START RECORDS FOR THIS TASK

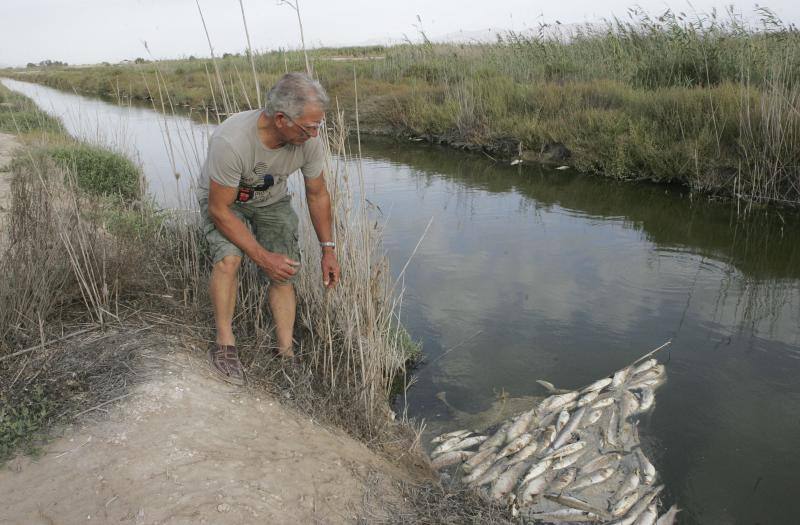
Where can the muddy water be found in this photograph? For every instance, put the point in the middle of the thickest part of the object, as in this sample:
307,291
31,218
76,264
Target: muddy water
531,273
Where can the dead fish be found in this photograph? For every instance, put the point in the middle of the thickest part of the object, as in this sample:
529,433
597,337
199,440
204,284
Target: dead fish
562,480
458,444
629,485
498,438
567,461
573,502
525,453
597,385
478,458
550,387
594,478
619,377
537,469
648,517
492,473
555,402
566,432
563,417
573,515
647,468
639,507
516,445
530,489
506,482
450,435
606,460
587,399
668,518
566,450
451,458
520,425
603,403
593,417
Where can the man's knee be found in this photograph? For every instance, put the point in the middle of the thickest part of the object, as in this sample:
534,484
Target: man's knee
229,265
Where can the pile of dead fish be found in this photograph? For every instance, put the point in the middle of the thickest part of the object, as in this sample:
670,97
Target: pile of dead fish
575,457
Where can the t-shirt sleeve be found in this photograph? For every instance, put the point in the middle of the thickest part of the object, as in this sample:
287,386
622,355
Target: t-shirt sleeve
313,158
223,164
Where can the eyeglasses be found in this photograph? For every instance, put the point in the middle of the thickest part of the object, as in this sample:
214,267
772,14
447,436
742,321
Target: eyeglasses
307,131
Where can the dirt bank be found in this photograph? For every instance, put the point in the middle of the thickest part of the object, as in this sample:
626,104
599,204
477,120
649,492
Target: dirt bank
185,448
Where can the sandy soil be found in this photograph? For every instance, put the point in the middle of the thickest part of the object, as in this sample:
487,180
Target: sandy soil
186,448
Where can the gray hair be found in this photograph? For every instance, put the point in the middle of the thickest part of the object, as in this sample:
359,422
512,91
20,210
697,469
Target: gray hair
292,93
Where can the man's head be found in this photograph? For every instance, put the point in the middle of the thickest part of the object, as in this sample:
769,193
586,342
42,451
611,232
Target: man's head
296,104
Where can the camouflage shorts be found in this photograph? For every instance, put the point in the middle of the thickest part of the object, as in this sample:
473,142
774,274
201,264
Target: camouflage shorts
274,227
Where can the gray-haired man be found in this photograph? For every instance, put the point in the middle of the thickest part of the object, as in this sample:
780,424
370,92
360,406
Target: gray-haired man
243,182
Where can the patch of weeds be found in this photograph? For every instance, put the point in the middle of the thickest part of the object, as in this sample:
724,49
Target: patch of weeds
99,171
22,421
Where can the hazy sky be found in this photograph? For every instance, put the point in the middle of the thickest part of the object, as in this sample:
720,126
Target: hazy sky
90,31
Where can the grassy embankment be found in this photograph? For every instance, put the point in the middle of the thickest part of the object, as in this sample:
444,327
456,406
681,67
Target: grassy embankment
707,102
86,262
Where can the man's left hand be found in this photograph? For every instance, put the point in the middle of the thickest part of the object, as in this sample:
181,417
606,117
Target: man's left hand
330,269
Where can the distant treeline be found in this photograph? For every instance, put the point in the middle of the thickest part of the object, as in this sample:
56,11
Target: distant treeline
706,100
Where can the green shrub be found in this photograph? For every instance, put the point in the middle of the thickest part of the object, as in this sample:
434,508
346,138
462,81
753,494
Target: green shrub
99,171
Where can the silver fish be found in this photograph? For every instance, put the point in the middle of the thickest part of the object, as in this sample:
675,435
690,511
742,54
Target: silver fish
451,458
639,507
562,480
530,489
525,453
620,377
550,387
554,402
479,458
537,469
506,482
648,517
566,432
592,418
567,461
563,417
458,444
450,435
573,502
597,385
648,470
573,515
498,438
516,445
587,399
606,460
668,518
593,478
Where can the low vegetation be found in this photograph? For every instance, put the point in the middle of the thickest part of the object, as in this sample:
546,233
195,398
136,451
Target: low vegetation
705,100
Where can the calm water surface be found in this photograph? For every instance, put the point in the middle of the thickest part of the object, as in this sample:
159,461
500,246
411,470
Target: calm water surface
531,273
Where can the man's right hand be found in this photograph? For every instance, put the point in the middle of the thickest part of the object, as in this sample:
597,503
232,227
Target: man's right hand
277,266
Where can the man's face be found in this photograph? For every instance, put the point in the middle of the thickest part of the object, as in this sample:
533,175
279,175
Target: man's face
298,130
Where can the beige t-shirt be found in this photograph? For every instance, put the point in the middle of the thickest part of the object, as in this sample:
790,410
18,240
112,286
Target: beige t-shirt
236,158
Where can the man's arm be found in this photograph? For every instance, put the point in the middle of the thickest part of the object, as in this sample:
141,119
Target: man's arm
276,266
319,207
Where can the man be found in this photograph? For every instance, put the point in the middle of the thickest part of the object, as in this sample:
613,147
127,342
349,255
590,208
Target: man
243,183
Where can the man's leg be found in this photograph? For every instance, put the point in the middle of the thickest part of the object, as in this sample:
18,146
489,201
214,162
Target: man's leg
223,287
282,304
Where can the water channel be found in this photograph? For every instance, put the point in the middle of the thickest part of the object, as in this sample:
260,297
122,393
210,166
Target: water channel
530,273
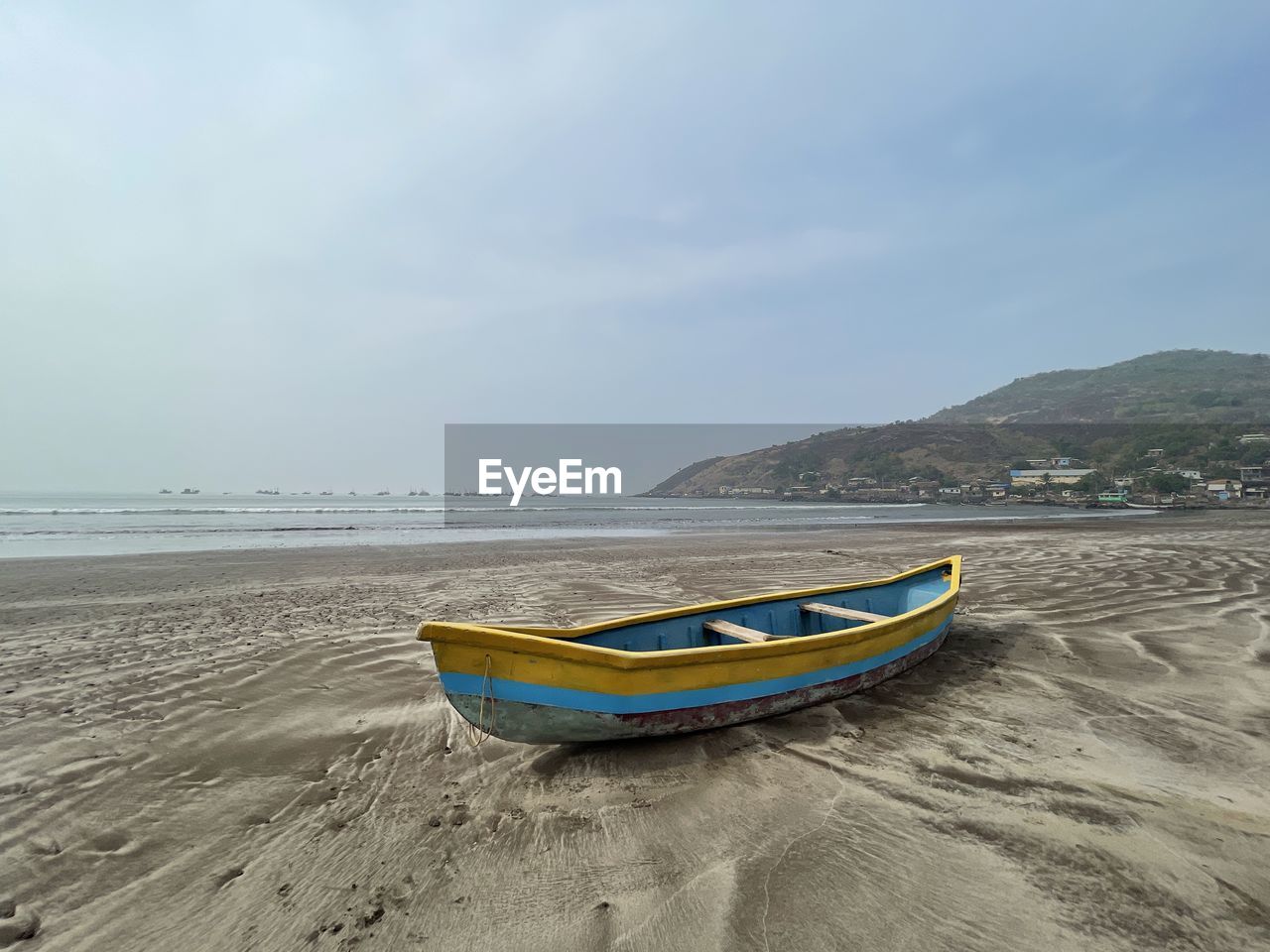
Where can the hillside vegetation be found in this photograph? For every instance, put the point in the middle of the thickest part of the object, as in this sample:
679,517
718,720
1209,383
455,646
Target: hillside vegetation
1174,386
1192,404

END RECORDS FOR THIS TASK

▶ _WORK ITEM_:
With the pictures removed, set down every line of the listing above exactly.

▶ _SOLUTION TO THE PROBLEM_:
Where can the muddy water be found in this photograph? For every instance, put the point in the middle of the thickest part of the object, as in this sample:
307,291
31,218
76,264
Target: muddy water
531,273
Where can the dead fish be found in this photograph? For every instance, put the point in the middle of the thickest part of the object, as in this sample:
529,433
597,337
199,440
204,284
Target: dead fish
562,480
458,444
629,485
498,438
567,461
573,502
525,453
597,385
478,458
550,387
594,478
619,377
537,469
648,517
492,473
555,402
566,432
563,417
573,515
647,468
639,507
516,445
530,489
506,482
450,435
606,460
587,399
668,518
566,450
451,458
520,425
603,403
593,417
Where can the man's knee be found in this photograph? For every instance, put the point in the middle of the thickest part of the object, as in this sample:
534,484
Target: man's knee
229,265
Where can the pile of dead fish be found in this photograph? For every instance, put the point in the middle of the thickest part of the object, as in this sample:
670,97
Target: pile of dead fish
575,457
Where can the t-shirt sleeve be found in this photograph? For every instance, put the point in the middle of the thickest part of the object, as in this sample:
287,386
622,355
Target: t-shirt sleeve
313,158
223,164
Where can the eyeglasses be found in this photograph? For every instance, put the point in the middle of the thickest part of the object, as in this sample:
214,267
772,14
447,436
742,321
Target: eyeglasses
307,131
Where can the dirt bank be found in this photograph? For every instance, put the point in the middle of the thickest part of the object, as in this sample:
626,104
599,204
477,120
649,492
Target: dirt bank
185,448
Where can the sandy soil be found in this photograph? For every instance, put the point in the middle of the thickest part of the object, as in this sample:
487,180
Target: sandy soil
186,448
Where can the gray hair be found in this photograph? For every instance, put the point in the middle of the thickest part of the object, as in this sample:
359,422
512,91
20,210
697,469
Target: gray hair
292,93
Where can the man's head be found in this photograph? For every instance, put the point in the middle of the thickest part of the object, as in this sample:
769,193
586,342
42,451
611,232
Target: man's head
296,104
Where can the camouflage shorts be found in this photograph? For every instance, put the point in the middle of the thickest part of the object, as in this sample:
473,142
774,274
201,264
Target: camouflage shorts
274,227
Where can the gray-haired man be found in this photograph? For every instance, put the point in the middle of the thickest part of the object, as in this sample:
780,424
370,92
360,406
Target: gray-haired man
243,182
Where can the patch of weeds be found in this photograph? For every instance, put the point in the middle of the thickest part of the object, as in this sample:
724,49
Target: patch of weeds
99,171
22,421
Where can the hazy sky be found in this photograph? For every instance, put the point in the middle of the thickest part of the object, as in this sample:
720,126
Target: hazy sky
90,31
Where can the grassy embankment be found in this photograph? For every instance, put the point in the middle of the thickest part of the object, as in this sample:
444,327
456,406
681,67
Target: grassy embankment
707,102
86,262
Where can the man's left hand be found in this photograph? For every instance, put the point in the middle of the thickest part of the object, as in this sample:
181,417
606,117
Target: man's left hand
330,269
Where can the distant treeline be found in this photograph? For every instance, put the point in the middle of the thickest part of the object, as in this sample:
56,11
Target: distant treeline
706,100
Where can the green shrub be found in this photograph? For every instance, put the point in the middle of the thickest part of the object, as in this sample:
434,508
346,138
462,81
753,494
Target: green shrub
99,171
Where can the silver fish be found in this photograph? For every instance, put the point in the middle of the thickest part of the object, as in this sample:
675,435
690,511
742,54
Target: silver fish
451,458
639,507
562,480
530,489
525,453
620,377
550,387
554,402
479,458
537,469
506,482
648,517
566,432
592,418
567,461
563,417
458,444
450,435
573,502
597,385
648,470
573,515
498,438
516,445
587,399
606,460
668,518
593,478
Where can the low vegetation be found in this photograph? For every instance, put the point in the middle of the thickest part of the object, as in this sample:
546,233
195,398
136,451
Target: low vegetation
705,100
Where can the calm water surface be found in this photograph? For every instance, put the point in the middle of the thickest part of the object, as in this sample:
159,461
500,246
411,470
Target: calm water surface
531,273
Where can the man's right hand be found in this photograph? For every instance, put the point in the middle of the thickest part of the object, as in this sample:
597,503
232,227
Target: man's right hand
277,266
Where can the man's face be found in this photograph? For every instance, put the point in the middle of the thickest part of the object, as in this sample:
533,175
279,175
Target: man's face
298,130
Where can the beige t-shirt be found in this photograph? For every instance, put the point in the middle of the thickest part of the object, as in this sample:
790,410
18,240
112,286
Target: beige t-shirt
236,158
Where can the man's arm be found in this photograph? For every instance, put the point in the middle of the thickest part of the object, as in this sample:
141,119
Target: man's arm
276,266
319,207
Where can the man be found in this photograph? For every instance, put the point in the middle of the thickest part of the object, as in this sample:
613,147
127,342
349,255
590,208
Target: man
243,183
Where can the man's leg be found in this photograph? For every instance, put the point in the middle of the thickest part of the object, as in this sample:
18,146
489,201
214,162
Target: man's leg
223,287
282,304
Where can the water channel be found in this photograph? For every instance, put the point in the middle of the thickest part of the object, as in this sample:
260,297
122,393
210,166
Target: water channel
530,273
Where can the hillside vegetation be found in this photograph? For every instance, put the point in the middle of the thickest part of the object, as in this sample:
679,517
718,720
1209,383
455,646
Target: hillside vegetation
1174,386
1192,404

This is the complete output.